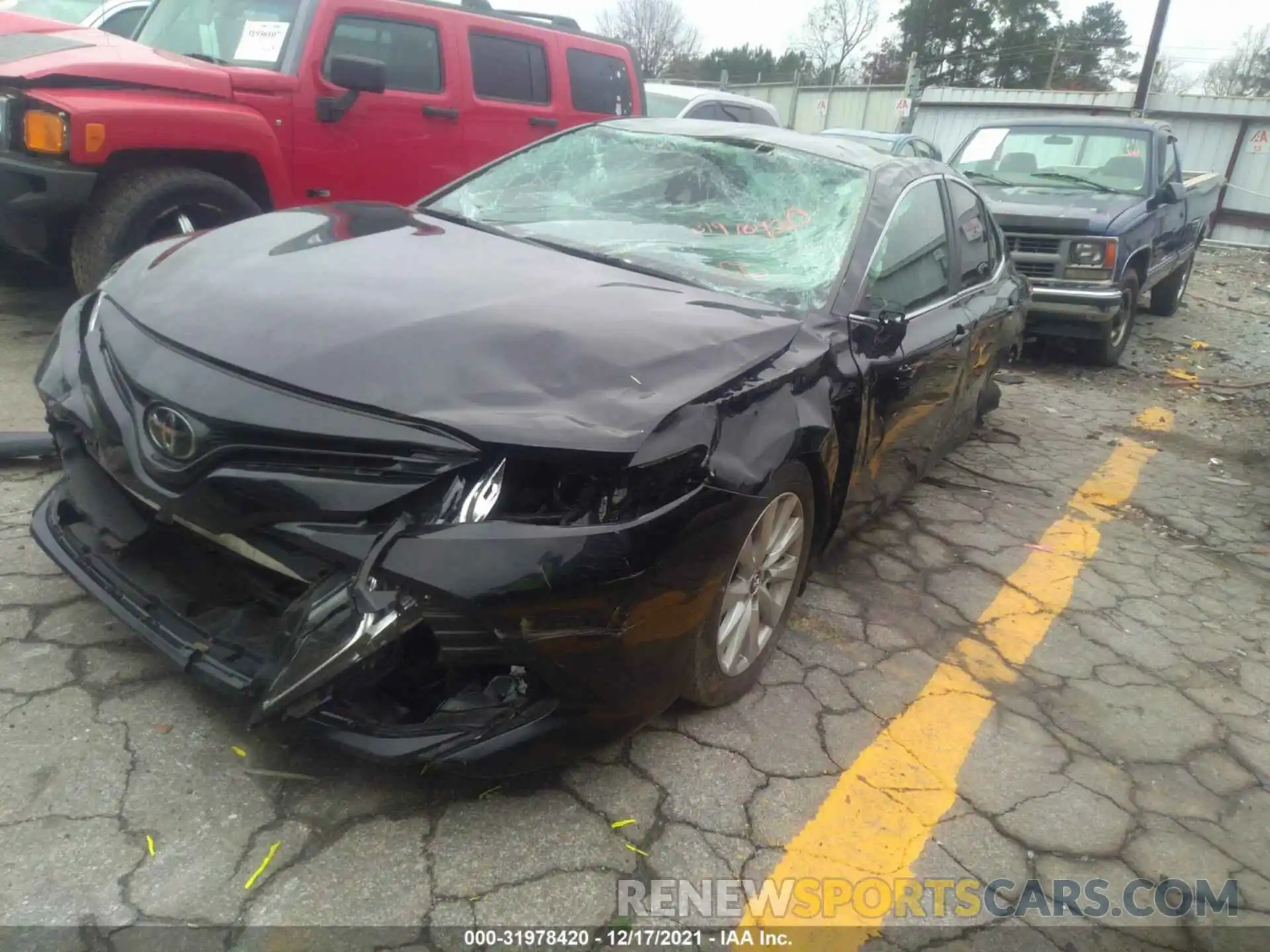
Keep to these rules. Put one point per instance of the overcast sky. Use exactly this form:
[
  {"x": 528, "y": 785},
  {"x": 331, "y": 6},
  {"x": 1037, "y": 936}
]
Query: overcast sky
[{"x": 1198, "y": 30}]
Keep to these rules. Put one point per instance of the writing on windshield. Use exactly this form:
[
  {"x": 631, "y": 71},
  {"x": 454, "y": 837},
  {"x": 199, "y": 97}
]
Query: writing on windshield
[
  {"x": 730, "y": 215},
  {"x": 232, "y": 32},
  {"x": 1058, "y": 157}
]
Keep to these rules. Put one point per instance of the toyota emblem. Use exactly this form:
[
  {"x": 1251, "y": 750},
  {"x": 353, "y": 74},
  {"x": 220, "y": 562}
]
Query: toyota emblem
[{"x": 172, "y": 433}]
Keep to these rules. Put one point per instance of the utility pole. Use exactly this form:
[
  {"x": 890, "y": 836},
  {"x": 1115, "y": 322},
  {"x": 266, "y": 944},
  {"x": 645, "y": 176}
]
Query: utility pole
[
  {"x": 1053, "y": 63},
  {"x": 1148, "y": 63},
  {"x": 912, "y": 87}
]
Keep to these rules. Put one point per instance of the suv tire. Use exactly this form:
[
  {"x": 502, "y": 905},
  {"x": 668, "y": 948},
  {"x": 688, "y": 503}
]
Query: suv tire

####

■ **SET PROBLEM**
Without the pictures, copy the material exactly as given.

■ **IN RESPONSE**
Keep to these rules. Put one point per instance of the overcast sky. Use exactly this form:
[
  {"x": 528, "y": 785},
  {"x": 331, "y": 6},
  {"x": 1037, "y": 936}
]
Query: overcast sky
[{"x": 1198, "y": 30}]
Keep to these rules. Put one point per instance of the writing on windshield. Use exactly this form:
[
  {"x": 631, "y": 71},
  {"x": 454, "y": 837},
  {"x": 199, "y": 97}
]
Query: writing on windshield
[
  {"x": 730, "y": 215},
  {"x": 232, "y": 32},
  {"x": 1058, "y": 157}
]
Keep to these rules. Put one point per instance of the toyota emblem. Use exactly this form:
[
  {"x": 1251, "y": 750},
  {"x": 353, "y": 74},
  {"x": 220, "y": 562}
]
Query: toyota emblem
[{"x": 172, "y": 433}]
Keep to these rules. Put one point per instance of the utility pole. Use exactly this form:
[
  {"x": 890, "y": 836},
  {"x": 1115, "y": 322},
  {"x": 266, "y": 944},
  {"x": 645, "y": 176}
]
Query: utility pole
[
  {"x": 1053, "y": 63},
  {"x": 1148, "y": 63},
  {"x": 912, "y": 87}
]
Keep to these rules. Put one point per instance of the suv tire. Use exactly this form:
[
  {"x": 502, "y": 905},
  {"x": 668, "y": 948},
  {"x": 688, "y": 503}
]
Query: suv tire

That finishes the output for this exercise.